= Problem requirements =
Only one stretch of the records below is wanted: the lines from the one holding "Target: navy football jersey" through the one holding "Target: metal bar stool". Return it exactly, both ends included.

--- Data records Enclosed Below ---

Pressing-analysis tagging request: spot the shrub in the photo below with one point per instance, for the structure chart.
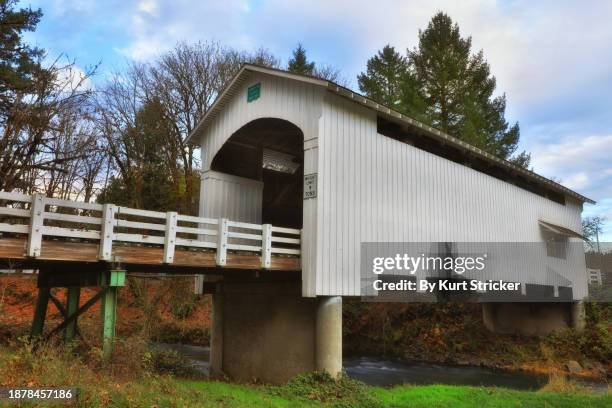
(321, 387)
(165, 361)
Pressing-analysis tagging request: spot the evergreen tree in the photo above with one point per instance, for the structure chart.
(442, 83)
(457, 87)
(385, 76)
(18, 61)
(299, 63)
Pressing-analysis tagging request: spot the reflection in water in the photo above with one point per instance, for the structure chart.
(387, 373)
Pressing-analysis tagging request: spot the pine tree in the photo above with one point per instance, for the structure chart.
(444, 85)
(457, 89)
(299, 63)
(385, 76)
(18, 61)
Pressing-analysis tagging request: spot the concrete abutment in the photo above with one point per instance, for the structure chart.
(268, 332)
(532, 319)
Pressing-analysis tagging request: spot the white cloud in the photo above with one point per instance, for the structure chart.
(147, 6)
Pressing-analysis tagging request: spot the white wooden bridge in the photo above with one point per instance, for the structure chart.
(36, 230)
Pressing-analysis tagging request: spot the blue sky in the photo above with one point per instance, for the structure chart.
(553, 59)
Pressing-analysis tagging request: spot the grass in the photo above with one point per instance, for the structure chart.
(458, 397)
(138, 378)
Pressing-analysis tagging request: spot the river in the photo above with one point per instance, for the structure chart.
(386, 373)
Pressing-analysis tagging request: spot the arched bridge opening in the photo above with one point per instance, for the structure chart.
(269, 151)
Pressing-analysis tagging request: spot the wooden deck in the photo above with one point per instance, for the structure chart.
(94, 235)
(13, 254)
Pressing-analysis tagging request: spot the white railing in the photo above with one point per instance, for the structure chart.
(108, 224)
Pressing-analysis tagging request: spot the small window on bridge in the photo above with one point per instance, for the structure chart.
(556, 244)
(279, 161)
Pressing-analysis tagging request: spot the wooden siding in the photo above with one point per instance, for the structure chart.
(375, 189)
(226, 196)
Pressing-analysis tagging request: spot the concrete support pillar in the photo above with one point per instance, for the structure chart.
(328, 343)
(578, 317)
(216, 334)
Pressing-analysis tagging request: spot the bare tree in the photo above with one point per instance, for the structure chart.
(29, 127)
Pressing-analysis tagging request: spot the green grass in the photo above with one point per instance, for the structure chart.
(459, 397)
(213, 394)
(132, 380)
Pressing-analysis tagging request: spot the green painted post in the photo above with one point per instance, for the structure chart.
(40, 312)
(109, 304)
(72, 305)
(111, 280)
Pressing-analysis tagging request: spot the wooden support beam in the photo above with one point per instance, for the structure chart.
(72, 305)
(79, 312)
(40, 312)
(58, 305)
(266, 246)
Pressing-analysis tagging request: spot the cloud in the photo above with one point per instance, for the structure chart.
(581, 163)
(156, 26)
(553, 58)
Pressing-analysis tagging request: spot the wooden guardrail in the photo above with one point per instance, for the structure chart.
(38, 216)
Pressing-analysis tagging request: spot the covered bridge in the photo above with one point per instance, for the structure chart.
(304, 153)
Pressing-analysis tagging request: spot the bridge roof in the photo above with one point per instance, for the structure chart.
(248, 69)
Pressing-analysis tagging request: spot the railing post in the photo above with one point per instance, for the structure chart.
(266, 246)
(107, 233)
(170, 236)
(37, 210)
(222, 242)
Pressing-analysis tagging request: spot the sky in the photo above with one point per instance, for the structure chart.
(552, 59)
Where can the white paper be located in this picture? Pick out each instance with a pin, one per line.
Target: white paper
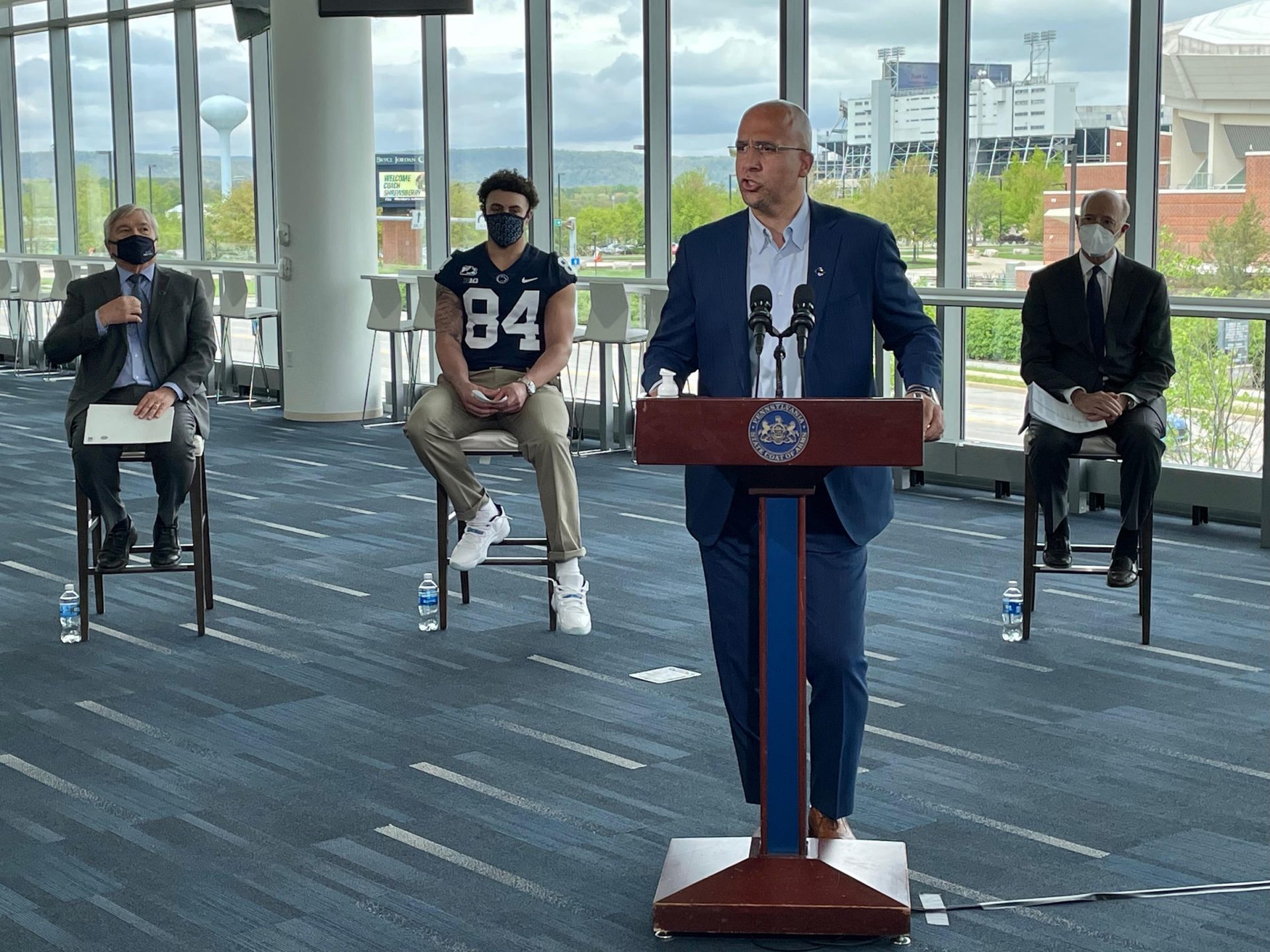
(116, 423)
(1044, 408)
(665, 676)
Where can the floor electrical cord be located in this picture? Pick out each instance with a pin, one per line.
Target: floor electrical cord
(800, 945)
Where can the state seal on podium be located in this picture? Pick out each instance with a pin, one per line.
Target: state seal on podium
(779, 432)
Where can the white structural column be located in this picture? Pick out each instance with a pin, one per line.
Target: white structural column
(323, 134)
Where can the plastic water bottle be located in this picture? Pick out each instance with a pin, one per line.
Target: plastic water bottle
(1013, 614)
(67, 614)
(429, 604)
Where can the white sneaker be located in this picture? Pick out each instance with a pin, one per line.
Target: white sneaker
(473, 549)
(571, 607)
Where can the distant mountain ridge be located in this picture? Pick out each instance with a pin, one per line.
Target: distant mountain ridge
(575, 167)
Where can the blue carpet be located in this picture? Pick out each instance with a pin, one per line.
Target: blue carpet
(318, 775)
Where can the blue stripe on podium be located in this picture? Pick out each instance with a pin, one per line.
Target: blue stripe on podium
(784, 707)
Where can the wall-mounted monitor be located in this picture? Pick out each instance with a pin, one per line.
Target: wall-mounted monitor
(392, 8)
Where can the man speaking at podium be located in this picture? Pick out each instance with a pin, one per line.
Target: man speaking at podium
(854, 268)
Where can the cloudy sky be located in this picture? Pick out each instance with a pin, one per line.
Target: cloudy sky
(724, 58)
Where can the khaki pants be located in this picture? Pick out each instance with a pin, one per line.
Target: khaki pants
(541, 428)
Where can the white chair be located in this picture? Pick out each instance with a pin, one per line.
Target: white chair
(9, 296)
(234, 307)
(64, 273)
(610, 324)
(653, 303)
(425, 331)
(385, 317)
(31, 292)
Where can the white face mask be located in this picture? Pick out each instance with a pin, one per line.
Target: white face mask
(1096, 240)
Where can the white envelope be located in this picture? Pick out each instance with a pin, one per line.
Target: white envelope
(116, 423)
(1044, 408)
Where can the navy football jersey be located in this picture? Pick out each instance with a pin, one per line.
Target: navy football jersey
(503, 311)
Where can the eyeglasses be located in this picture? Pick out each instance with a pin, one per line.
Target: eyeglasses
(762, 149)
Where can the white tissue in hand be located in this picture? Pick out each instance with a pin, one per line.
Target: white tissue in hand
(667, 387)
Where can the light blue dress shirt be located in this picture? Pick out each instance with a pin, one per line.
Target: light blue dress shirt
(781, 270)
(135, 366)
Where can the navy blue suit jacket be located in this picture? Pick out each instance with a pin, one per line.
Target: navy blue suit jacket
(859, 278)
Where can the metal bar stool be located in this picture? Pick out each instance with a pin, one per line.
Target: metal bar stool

--- End of Enclosed Data records ---
--- Data records Enclosed Below ---

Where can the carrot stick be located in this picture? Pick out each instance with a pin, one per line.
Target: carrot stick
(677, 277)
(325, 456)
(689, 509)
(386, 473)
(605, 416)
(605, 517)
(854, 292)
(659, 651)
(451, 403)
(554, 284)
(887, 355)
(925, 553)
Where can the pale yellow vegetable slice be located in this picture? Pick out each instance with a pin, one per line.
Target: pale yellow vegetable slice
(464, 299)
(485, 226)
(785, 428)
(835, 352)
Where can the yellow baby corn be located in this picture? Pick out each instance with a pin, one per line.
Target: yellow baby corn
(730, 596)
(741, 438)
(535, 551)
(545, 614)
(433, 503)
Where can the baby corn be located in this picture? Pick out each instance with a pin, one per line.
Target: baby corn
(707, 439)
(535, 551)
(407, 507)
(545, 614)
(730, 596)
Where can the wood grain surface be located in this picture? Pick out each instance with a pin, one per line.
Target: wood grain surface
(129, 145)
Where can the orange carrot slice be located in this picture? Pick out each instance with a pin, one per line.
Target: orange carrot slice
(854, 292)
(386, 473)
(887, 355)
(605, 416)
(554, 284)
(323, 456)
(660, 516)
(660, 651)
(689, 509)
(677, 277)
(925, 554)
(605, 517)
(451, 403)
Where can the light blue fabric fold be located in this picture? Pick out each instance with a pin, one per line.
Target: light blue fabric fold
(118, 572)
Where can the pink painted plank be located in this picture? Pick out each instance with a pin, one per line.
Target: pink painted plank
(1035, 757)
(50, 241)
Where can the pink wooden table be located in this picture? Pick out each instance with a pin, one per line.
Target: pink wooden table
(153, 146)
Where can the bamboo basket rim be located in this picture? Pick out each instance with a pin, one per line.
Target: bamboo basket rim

--- End of Enclosed Data records ---

= Exercise answer =
Target: navy football jersey
(503, 311)
Where can the eyeglasses be located in this picture? Pick out each instance with a pin, one per line.
Target: eyeglasses
(762, 149)
Where can the white tissue in hand be located in this picture? Pick out each instance with a pin, one per line.
Target: white tissue in hand
(667, 387)
Where can the light blue dress shirt be located in this picture? Pick out each instance with a pin, one per line.
Target: light blue dress shirt
(781, 270)
(135, 366)
Where can the navy blue suit jacket be located in this picture? Pick out each instance with a pin, one per line.
Target: navy blue suit jacket
(859, 278)
Where can the metal bar stool be located in this picture? Pick out each instance with a pin, one per line.
Target: metal bar stool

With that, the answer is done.